-- Begin STORED DATA --

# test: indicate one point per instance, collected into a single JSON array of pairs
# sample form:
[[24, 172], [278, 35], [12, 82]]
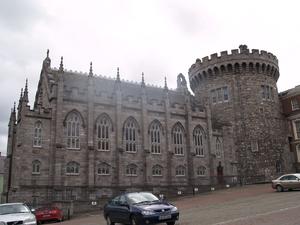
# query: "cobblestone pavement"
[[247, 205]]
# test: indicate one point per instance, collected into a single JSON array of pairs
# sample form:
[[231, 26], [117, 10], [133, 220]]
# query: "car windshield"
[[143, 197], [15, 208]]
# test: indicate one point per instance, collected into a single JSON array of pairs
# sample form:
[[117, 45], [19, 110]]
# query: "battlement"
[[240, 61], [236, 54]]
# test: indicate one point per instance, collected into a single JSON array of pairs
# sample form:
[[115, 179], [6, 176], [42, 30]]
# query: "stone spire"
[[25, 95], [166, 86], [47, 61], [118, 75], [143, 81], [61, 65], [91, 70]]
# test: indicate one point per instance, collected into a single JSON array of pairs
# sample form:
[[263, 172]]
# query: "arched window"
[[155, 137], [201, 171], [36, 167], [157, 170], [218, 148], [130, 135], [72, 168], [131, 170], [278, 166], [103, 133], [37, 137], [73, 127], [198, 137], [178, 139], [103, 169], [180, 171]]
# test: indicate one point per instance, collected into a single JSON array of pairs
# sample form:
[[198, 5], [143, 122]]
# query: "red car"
[[48, 213]]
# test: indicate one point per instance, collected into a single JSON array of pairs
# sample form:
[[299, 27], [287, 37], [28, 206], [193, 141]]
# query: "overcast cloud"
[[157, 37]]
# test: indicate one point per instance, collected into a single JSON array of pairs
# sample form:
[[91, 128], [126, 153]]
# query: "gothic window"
[[278, 166], [131, 170], [178, 139], [103, 127], [218, 148], [130, 135], [295, 104], [103, 169], [219, 95], [157, 170], [72, 168], [37, 138], [198, 137], [201, 171], [73, 126], [297, 128], [267, 92], [36, 167], [155, 137], [180, 171]]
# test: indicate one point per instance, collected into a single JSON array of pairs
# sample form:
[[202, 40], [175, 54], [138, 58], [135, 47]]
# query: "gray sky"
[[157, 37]]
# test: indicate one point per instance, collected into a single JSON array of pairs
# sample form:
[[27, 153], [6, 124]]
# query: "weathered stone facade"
[[251, 106], [291, 108], [89, 137]]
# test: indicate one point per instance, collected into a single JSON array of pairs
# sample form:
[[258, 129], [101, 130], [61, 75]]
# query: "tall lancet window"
[[198, 138], [218, 148], [37, 136], [155, 137], [178, 139], [73, 127], [103, 133], [130, 135]]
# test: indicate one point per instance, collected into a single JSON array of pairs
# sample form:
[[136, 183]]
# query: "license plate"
[[164, 217]]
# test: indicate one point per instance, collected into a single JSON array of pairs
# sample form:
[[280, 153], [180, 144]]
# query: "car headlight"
[[30, 221], [148, 212], [174, 209]]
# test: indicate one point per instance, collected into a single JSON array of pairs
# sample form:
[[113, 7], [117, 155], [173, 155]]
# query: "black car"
[[139, 208]]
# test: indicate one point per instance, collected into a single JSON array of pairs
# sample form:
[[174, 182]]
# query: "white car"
[[16, 213]]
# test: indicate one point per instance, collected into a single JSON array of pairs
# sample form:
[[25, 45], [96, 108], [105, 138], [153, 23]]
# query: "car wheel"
[[171, 223], [133, 221], [279, 188], [108, 221]]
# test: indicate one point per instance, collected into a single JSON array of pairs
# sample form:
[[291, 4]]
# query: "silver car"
[[16, 213], [286, 182]]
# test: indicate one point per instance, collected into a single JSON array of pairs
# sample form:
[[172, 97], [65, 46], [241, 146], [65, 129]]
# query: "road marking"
[[256, 215]]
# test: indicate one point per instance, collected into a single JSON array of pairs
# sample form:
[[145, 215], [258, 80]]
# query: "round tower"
[[241, 91]]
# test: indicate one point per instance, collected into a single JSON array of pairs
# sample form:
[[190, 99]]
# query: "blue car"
[[139, 208]]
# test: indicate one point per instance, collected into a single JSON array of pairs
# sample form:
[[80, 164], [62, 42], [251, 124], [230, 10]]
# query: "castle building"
[[90, 136], [291, 108]]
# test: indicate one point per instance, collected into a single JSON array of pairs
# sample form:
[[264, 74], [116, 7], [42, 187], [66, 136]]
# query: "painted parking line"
[[256, 215]]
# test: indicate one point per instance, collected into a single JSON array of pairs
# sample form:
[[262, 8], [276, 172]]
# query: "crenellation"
[[224, 53], [214, 56], [234, 51]]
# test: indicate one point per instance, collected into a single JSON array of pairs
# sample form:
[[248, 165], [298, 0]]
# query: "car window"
[[284, 178], [135, 198], [14, 208], [122, 200], [292, 178], [115, 200]]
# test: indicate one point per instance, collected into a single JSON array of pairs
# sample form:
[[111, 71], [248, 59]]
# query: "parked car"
[[16, 213], [139, 208], [287, 181], [48, 213]]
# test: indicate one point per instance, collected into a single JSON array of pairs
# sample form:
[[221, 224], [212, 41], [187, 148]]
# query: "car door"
[[112, 209], [124, 210], [293, 182]]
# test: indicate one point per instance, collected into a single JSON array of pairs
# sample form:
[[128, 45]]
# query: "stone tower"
[[241, 90]]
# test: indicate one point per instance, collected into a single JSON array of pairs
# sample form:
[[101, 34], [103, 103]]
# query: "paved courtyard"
[[247, 205]]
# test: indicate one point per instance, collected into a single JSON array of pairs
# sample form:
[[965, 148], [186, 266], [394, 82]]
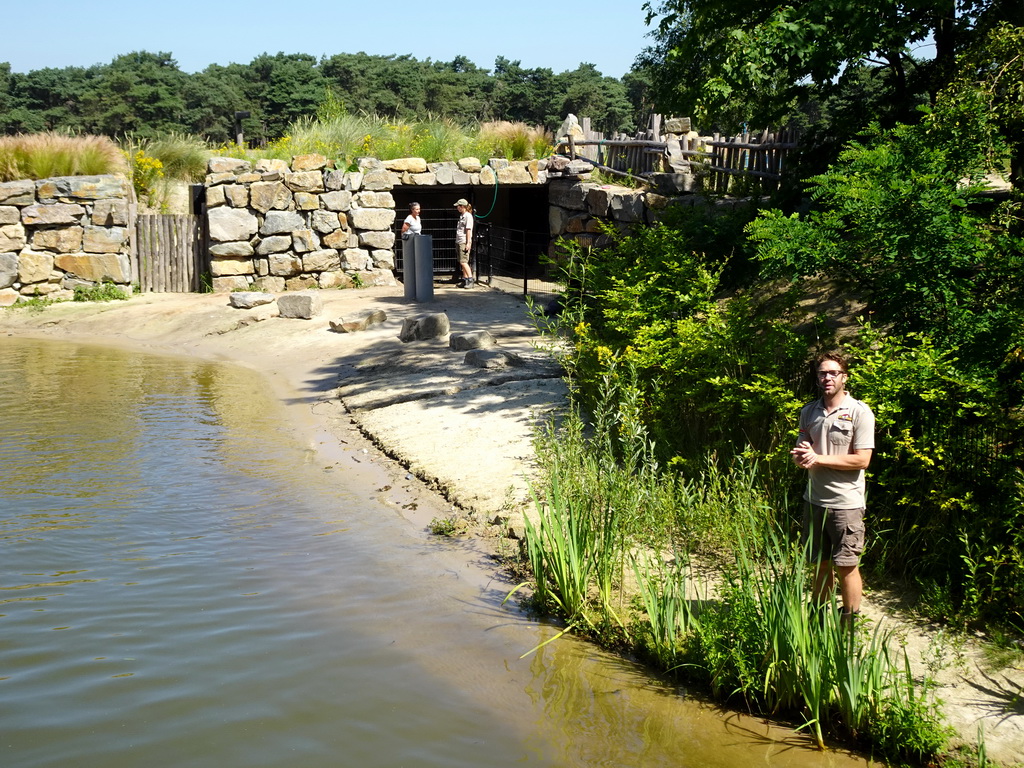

-- End STORED DATA --

• **TASK DESCRIPTION**: Return the listing unchanged from its first line through the line containing "169], [180, 171]]", with both of those lines included. Leave the pictures out of your answer.

• **TASK OUTPUT**:
# test: indicate one point per instance, collected into a single JSON array of pairs
# sample form:
[[24, 172], [278, 35], [12, 82]]
# query: "cobblestone pavement"
[[247, 205]]
# test: indicate one point per instance, collected into a single JSON array of pairs
# sample form:
[[231, 26], [117, 10], [133, 220]]
# query: "car windshield"
[[143, 197], [15, 208]]
# test: indicate one point per instance, collected into a single JSON array of pairs
# sample form:
[[117, 45], [19, 110]]
# query: "battlement"
[[240, 61], [236, 54]]
# test: indicate one point per instance, collected into a single JSON array of pairs
# sample form:
[[115, 179], [6, 176], [42, 30]]
# query: "stone spire"
[[25, 95], [166, 86], [47, 61], [118, 75], [143, 81], [61, 65], [91, 70]]
# test: indicate one point per instance, collected into a single JSON array of pairs
# sample form:
[[263, 172]]
# query: "arched window"
[[155, 137], [201, 171], [36, 167], [157, 170], [218, 148], [130, 135], [72, 168], [131, 170], [278, 166], [103, 133], [37, 137], [73, 127], [198, 137], [178, 139], [103, 169], [180, 171]]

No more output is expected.